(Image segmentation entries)
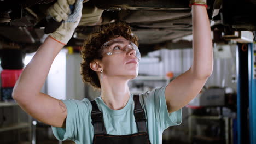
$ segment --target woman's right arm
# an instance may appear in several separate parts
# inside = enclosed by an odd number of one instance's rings
[[[40,92],[54,58],[64,45],[48,37],[24,69],[14,86],[13,97],[27,113],[45,124],[65,127],[64,103]]]

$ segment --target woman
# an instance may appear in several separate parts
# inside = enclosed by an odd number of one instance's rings
[[[59,0],[58,7],[67,8],[74,2],[71,1]],[[13,98],[28,114],[52,125],[61,140],[71,139],[77,144],[161,143],[163,131],[180,124],[181,109],[197,95],[212,71],[206,0],[191,1],[193,64],[168,85],[139,97],[130,93],[127,83],[137,76],[140,58],[137,39],[129,26],[118,23],[92,34],[82,51],[83,79],[100,89],[101,95],[93,101],[60,100],[40,91],[54,59],[78,24],[82,1],[77,0],[69,15],[67,8],[60,13],[51,9],[52,16],[65,22],[46,38],[24,69]]]

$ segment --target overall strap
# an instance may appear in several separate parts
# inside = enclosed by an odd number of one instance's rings
[[[91,101],[91,103],[92,107],[91,118],[92,120],[91,123],[94,125],[94,134],[107,134],[102,113],[98,109],[95,100]]]
[[[142,109],[139,103],[139,96],[133,95],[133,101],[135,104],[134,117],[139,132],[147,132],[145,112]]]

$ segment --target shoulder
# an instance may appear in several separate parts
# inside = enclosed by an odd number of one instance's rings
[[[91,110],[91,104],[90,100],[87,98],[84,98],[82,100],[78,100],[75,99],[65,99],[61,100],[66,105],[67,109],[68,110]]]
[[[150,91],[146,91],[144,93],[141,93],[139,96],[143,99],[152,99],[161,95],[165,95],[165,91],[166,86],[164,86],[160,88],[155,88]]]

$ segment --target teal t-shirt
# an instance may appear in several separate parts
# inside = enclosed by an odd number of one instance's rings
[[[139,100],[145,110],[151,143],[161,143],[162,132],[170,126],[181,123],[180,109],[171,114],[168,112],[165,97],[166,87],[141,94]],[[129,135],[138,133],[133,115],[133,94],[124,108],[118,110],[109,109],[101,97],[95,98],[98,109],[102,112],[107,133],[114,135]],[[76,144],[92,143],[94,128],[91,124],[91,104],[85,98],[82,101],[62,100],[67,109],[66,128],[52,127],[55,137],[59,140],[67,139]]]

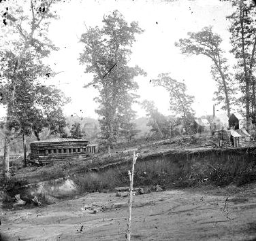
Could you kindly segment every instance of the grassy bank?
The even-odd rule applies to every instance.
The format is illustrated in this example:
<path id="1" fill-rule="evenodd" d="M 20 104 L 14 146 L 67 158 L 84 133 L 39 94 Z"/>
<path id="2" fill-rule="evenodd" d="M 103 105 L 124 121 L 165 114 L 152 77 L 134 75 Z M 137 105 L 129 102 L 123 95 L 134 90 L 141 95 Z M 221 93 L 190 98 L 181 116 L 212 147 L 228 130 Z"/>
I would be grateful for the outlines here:
<path id="1" fill-rule="evenodd" d="M 130 164 L 99 172 L 76 174 L 73 180 L 84 191 L 112 190 L 128 186 Z M 256 181 L 254 152 L 212 151 L 189 154 L 157 155 L 135 165 L 134 186 L 161 185 L 185 188 L 213 185 L 238 186 Z"/>

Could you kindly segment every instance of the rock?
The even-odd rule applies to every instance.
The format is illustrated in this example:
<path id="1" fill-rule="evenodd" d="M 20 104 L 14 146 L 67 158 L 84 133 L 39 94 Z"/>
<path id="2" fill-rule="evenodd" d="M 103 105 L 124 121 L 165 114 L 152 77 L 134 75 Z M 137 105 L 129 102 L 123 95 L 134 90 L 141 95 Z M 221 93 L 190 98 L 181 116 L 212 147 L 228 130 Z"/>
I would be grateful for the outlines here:
<path id="1" fill-rule="evenodd" d="M 16 199 L 16 205 L 25 205 L 26 204 L 26 202 L 23 201 L 20 199 L 20 194 L 15 195 Z"/>
<path id="2" fill-rule="evenodd" d="M 98 213 L 99 212 L 99 209 L 93 208 L 93 213 L 95 215 L 96 213 Z"/>
<path id="3" fill-rule="evenodd" d="M 32 202 L 34 203 L 36 206 L 41 206 L 41 202 L 38 201 L 38 198 L 36 196 L 35 196 L 32 199 Z"/>
<path id="4" fill-rule="evenodd" d="M 159 185 L 157 185 L 157 187 L 155 187 L 155 191 L 163 191 L 162 188 Z"/>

Task to carry out
Put the material above into a two-column CSV with the headers input and output, giving one row for each object to be segmented. Place the wording that asks for it in input and the outlines given for it in output, quote each field, replace line breaks with spaces, and leave the pictures out.

Response below
input,output
"$ segment --target woman's right arm # an instance may appear in several separate parts # inside = enclosed by an odd number of one instance's rings","[[[40,92],[54,58],[64,45],[48,37],[24,69],[14,86],[13,97],[27,113],[45,124],[65,127],[64,103]]]"
"$ segment --target woman # an instance may appear in several separate parts # inside = enclosed by an odd number of one instance's rings","[[[59,0],[58,7],[67,8],[74,2],[71,1]],[[13,98],[28,114],[52,125],[61,140],[71,139],[77,144],[161,143],[163,131],[180,124],[181,109],[197,95],[212,71],[206,0],[191,1],[193,64],[168,85],[139,97],[130,93],[127,83],[137,76],[140,58],[137,39],[129,26],[118,23],[92,34],[82,51],[83,79],[100,89],[101,95],[93,101],[60,100],[40,91],[54,59],[78,24],[82,1],[77,0],[69,15],[67,8],[60,13],[51,9],[52,16],[65,22],[46,38],[24,69]]]"
"$ segment --target overall strap # an instance may appear in several separate parts # inside = enclosed by an odd number of one instance's rings","[[[91,101],[91,103],[92,107],[91,118],[92,120],[91,123],[94,125],[94,134],[107,134],[102,113],[98,109],[95,100]]] [[[142,109],[139,103],[139,96],[133,95],[133,101],[135,104],[134,117],[139,132],[147,132],[145,112]]]"
"$ segment --target shoulder # an instance may appear in several separate parts # inside = enclosed by an odd number of one instance's rings","[[[91,110],[91,104],[90,100],[87,98],[84,98],[82,100],[78,100],[75,99],[65,99],[61,100],[66,105],[67,109],[68,110]]] [[[150,91],[146,91],[144,93],[141,93],[139,96],[143,99],[152,99],[161,95],[165,95],[165,91],[166,86],[164,86],[160,88],[155,88]]]"
"$ segment --target teal t-shirt # an instance may appear in several separate parts # inside = enclosed by an odd number of one instance's rings","[[[139,100],[145,110],[151,143],[161,143],[162,132],[170,126],[181,123],[180,109],[171,114],[168,112],[165,97],[166,87],[141,94]],[[129,135],[138,133],[133,115],[133,94],[124,108],[118,110],[109,109],[101,97],[95,98],[98,109],[102,112],[107,133],[114,135]],[[76,144],[92,143],[94,128],[91,124],[91,104],[85,98],[82,101],[62,100],[67,109],[66,128],[52,127],[55,137],[59,140],[67,139]]]"
"Could you kindly segment every instance of the grassy bank? The even-odd rule applies to every instance. The format is illustrated in this example: <path id=""1"" fill-rule=""evenodd"" d=""M 20 104 L 14 146 L 67 158 L 84 133 L 39 94 Z""/> <path id=""2"" fill-rule=""evenodd"" d=""M 103 105 L 124 121 L 165 114 L 152 77 L 134 75 Z M 137 105 L 129 102 L 123 95 L 134 90 L 141 95 Z M 221 93 L 190 98 L 181 116 L 212 147 L 228 130 Z""/> I would be grateful for the outlines here:","<path id=""1"" fill-rule=""evenodd"" d=""M 130 164 L 99 172 L 76 174 L 73 180 L 84 191 L 112 190 L 128 186 Z M 256 181 L 254 152 L 212 151 L 189 154 L 157 155 L 135 165 L 134 186 L 161 185 L 185 188 L 213 185 L 238 186 Z""/>"
"Could you kindly segment every instance of the rock? The even-odd rule applies to every instance. The format is illustrated in this example: <path id=""1"" fill-rule=""evenodd"" d=""M 20 104 L 14 146 L 67 158 L 84 133 L 39 94 Z""/> <path id=""2"" fill-rule=""evenodd"" d=""M 103 105 L 124 121 L 165 114 L 152 77 L 134 75 Z M 137 105 L 129 102 L 123 95 L 134 90 L 141 95 Z M 221 93 L 190 98 L 181 116 L 212 147 L 228 130 Z""/> I would be grateful for the outlines here:","<path id=""1"" fill-rule=""evenodd"" d=""M 16 199 L 16 205 L 25 205 L 26 204 L 26 202 L 23 201 L 20 199 L 20 194 L 15 195 Z""/> <path id=""2"" fill-rule=""evenodd"" d=""M 98 213 L 99 212 L 99 209 L 93 208 L 93 213 L 95 215 L 96 213 Z""/> <path id=""3"" fill-rule=""evenodd"" d=""M 32 202 L 34 203 L 36 206 L 41 206 L 41 202 L 38 201 L 38 198 L 36 196 L 35 196 L 32 199 Z""/> <path id=""4"" fill-rule=""evenodd"" d=""M 159 185 L 157 185 L 157 187 L 155 187 L 155 191 L 163 191 L 162 188 Z""/>"